Direction » Reproduce the data below verbatim in its entirety, omitting the pictures from your reproduction.

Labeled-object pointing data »
---------------

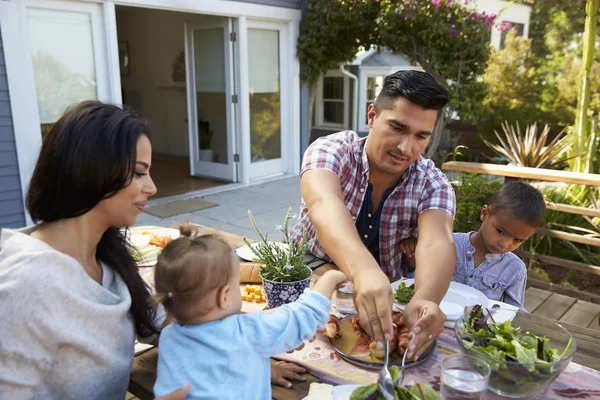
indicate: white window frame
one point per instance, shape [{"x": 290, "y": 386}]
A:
[
  {"x": 23, "y": 93},
  {"x": 319, "y": 114},
  {"x": 372, "y": 72}
]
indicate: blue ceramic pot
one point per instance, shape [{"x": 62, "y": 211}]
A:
[{"x": 280, "y": 293}]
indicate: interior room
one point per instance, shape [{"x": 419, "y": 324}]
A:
[{"x": 153, "y": 83}]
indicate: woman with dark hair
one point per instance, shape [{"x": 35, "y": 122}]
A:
[{"x": 71, "y": 299}]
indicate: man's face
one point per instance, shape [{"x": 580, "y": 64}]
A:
[{"x": 398, "y": 136}]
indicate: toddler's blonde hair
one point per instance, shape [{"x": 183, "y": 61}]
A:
[{"x": 190, "y": 268}]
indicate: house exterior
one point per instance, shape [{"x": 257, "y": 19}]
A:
[
  {"x": 355, "y": 85},
  {"x": 226, "y": 65}
]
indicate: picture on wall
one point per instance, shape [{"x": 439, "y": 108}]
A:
[{"x": 124, "y": 58}]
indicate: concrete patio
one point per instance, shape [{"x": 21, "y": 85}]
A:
[{"x": 268, "y": 202}]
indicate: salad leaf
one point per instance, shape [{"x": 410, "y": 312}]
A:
[
  {"x": 404, "y": 293},
  {"x": 423, "y": 391},
  {"x": 364, "y": 392},
  {"x": 529, "y": 357},
  {"x": 420, "y": 391}
]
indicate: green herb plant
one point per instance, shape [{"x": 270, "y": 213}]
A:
[{"x": 280, "y": 264}]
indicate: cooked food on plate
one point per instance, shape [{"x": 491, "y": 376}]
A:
[
  {"x": 254, "y": 294},
  {"x": 404, "y": 293},
  {"x": 365, "y": 346}
]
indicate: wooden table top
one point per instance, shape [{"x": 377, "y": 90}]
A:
[{"x": 143, "y": 373}]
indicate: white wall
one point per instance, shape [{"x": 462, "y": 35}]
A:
[
  {"x": 506, "y": 11},
  {"x": 155, "y": 39}
]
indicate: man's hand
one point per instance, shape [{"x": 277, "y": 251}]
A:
[
  {"x": 425, "y": 321},
  {"x": 179, "y": 394},
  {"x": 373, "y": 300},
  {"x": 282, "y": 370}
]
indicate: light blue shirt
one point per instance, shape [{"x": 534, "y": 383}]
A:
[
  {"x": 229, "y": 358},
  {"x": 501, "y": 277}
]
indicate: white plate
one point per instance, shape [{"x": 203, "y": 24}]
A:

---------------

Solution to the exercise »
indicate: white window frame
one point per instance, shape [{"x": 290, "y": 386}]
A:
[
  {"x": 23, "y": 93},
  {"x": 319, "y": 114},
  {"x": 372, "y": 72}
]
indicate: blue ceramic pot
one point per instance, shape [{"x": 62, "y": 211}]
A:
[{"x": 280, "y": 293}]
indicate: interior room
one point per instance, shape [{"x": 419, "y": 324}]
A:
[{"x": 153, "y": 83}]
indicate: woman with dark hair
one point per instance, shape [{"x": 35, "y": 122}]
A:
[{"x": 71, "y": 299}]
indicate: man's face
one point per instance, shape [{"x": 580, "y": 64}]
A:
[{"x": 398, "y": 136}]
indicate: toddler's blonde hair
one point per instance, shape [{"x": 183, "y": 61}]
A:
[{"x": 190, "y": 268}]
indicate: house exterior
one point per instance, shape [{"x": 257, "y": 19}]
A:
[
  {"x": 355, "y": 85},
  {"x": 226, "y": 65}
]
indicate: picture on wall
one point per instance, shape [{"x": 439, "y": 108}]
A:
[{"x": 124, "y": 58}]
indicate: concrete patio
one point per instance, shape [{"x": 21, "y": 85}]
A:
[{"x": 268, "y": 202}]
indicate: salad leaf
one point per instance, shape [{"x": 410, "y": 312}]
A:
[
  {"x": 404, "y": 293},
  {"x": 423, "y": 391},
  {"x": 364, "y": 392},
  {"x": 529, "y": 357},
  {"x": 420, "y": 391}
]
indicate: green herb plant
one point per instance, shape [{"x": 270, "y": 213}]
A:
[{"x": 280, "y": 264}]
indicate: cooked food on plate
one point per instance, shape [{"x": 491, "y": 376}]
A:
[
  {"x": 254, "y": 294},
  {"x": 404, "y": 293},
  {"x": 365, "y": 346}
]
indicate: wooden table top
one point per instance, shape [{"x": 377, "y": 90}]
A:
[{"x": 143, "y": 373}]
indicate: white wall
one point per instance, shape [{"x": 462, "y": 35}]
A:
[
  {"x": 506, "y": 11},
  {"x": 155, "y": 39}
]
indicate: man's hand
one point per instance, shape [{"x": 277, "y": 251}]
A:
[
  {"x": 425, "y": 321},
  {"x": 179, "y": 394},
  {"x": 373, "y": 300},
  {"x": 282, "y": 370}
]
indicate: light blue shirt
one point per instance, shape [{"x": 534, "y": 383}]
A:
[
  {"x": 229, "y": 358},
  {"x": 501, "y": 277}
]
indicate: white plate
one point per instance, shape [{"x": 203, "y": 24}]
A:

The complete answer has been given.